» Text provided

• • • •

A Tale of Two RyePA’s

We’ve been very busy little homebrewers of late, and it feels so right.

I’ve been talking a lot about these RyePA (Rye IPA) beers we brewed on our friend Sean’s Electric Brewery system, remember that gorgeous system I told you about? Well, they’re all carbonated and ready to enjoy!! To celebrate, last weekend we had a combined tapping/birthday party. What better way to celebrate my late twenties than with a duo of delicious home brews!

We went ahead and splurged by getting Eli’s BBQ catered which was UH-mazing. God I love that place. Beers and BBQ, ya’ll. Happy birthday to me.

Mike enjoying a MadTree Happy Amber at Elis

Out of curiosity, we asked our friends who attended the party to rank which of the RyePA’s they preferred.

• • • •

» Material shown
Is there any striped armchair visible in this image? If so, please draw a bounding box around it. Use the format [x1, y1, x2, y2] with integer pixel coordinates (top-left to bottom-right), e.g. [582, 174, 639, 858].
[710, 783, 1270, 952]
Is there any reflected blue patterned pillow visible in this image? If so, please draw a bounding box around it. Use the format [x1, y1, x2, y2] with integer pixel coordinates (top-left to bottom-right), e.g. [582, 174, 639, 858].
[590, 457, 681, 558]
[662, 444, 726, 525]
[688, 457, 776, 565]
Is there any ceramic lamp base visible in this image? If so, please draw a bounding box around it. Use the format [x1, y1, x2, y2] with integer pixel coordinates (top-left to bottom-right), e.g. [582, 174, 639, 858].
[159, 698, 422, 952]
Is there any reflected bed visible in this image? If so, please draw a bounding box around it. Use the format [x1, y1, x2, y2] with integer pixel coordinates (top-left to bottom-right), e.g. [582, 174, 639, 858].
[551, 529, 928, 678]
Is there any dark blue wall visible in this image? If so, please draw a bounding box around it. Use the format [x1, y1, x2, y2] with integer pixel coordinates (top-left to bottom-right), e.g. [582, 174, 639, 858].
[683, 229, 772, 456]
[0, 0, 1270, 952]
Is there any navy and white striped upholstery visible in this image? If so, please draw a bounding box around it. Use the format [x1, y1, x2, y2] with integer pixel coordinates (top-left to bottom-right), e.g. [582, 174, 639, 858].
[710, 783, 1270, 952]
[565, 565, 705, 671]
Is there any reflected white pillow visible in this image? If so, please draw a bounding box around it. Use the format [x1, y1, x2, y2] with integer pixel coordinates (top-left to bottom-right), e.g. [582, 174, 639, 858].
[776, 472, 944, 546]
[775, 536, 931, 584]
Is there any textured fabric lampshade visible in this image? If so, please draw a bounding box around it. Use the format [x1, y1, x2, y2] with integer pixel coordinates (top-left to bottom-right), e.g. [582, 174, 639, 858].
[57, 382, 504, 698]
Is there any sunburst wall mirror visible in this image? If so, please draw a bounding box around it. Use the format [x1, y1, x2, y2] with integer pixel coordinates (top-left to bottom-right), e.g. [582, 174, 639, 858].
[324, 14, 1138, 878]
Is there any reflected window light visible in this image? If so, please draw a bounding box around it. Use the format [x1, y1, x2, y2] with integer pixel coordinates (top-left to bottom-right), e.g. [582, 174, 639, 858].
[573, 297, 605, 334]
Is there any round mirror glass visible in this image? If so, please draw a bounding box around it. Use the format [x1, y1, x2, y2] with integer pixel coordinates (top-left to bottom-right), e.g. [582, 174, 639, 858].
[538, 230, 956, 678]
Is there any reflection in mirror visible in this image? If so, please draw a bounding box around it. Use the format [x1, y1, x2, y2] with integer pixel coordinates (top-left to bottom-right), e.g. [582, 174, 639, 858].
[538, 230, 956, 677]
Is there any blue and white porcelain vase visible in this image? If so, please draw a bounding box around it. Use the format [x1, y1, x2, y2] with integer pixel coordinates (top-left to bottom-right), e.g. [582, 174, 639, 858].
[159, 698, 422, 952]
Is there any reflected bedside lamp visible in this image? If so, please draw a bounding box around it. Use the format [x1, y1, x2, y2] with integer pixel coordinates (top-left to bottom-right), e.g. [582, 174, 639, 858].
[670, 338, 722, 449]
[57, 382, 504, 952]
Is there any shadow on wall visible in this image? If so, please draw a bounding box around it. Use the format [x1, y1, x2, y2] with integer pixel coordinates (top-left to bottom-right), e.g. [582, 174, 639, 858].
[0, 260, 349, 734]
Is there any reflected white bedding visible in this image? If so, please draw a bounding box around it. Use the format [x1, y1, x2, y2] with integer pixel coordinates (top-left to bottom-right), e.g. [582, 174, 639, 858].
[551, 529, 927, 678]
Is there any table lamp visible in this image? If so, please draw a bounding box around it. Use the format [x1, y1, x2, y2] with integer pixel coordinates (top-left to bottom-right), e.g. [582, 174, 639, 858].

• • • •

» Assignment
For each statement, say yes or no to whether it agrees with the RyePA post, and quote the deciding words: 1. The RyePA beers were brewed on Sean's Electric Brewery system. 2. The homebrewers cooked the party food themselves. 3. Guests at the party were asked to rank the RyePAs. The material has nothing to do with the RyePA post.

» Written answer
1. Yes: "these RyePA (Rye IPA) beers we brewed on our friend Sean’s Electric Brewery system"
2. No: "We went ahead and splurged by getting Eli’s BBQ catered"
3. Yes: "we asked our friends who attended the party to rank which of the RyePA’s they preferred"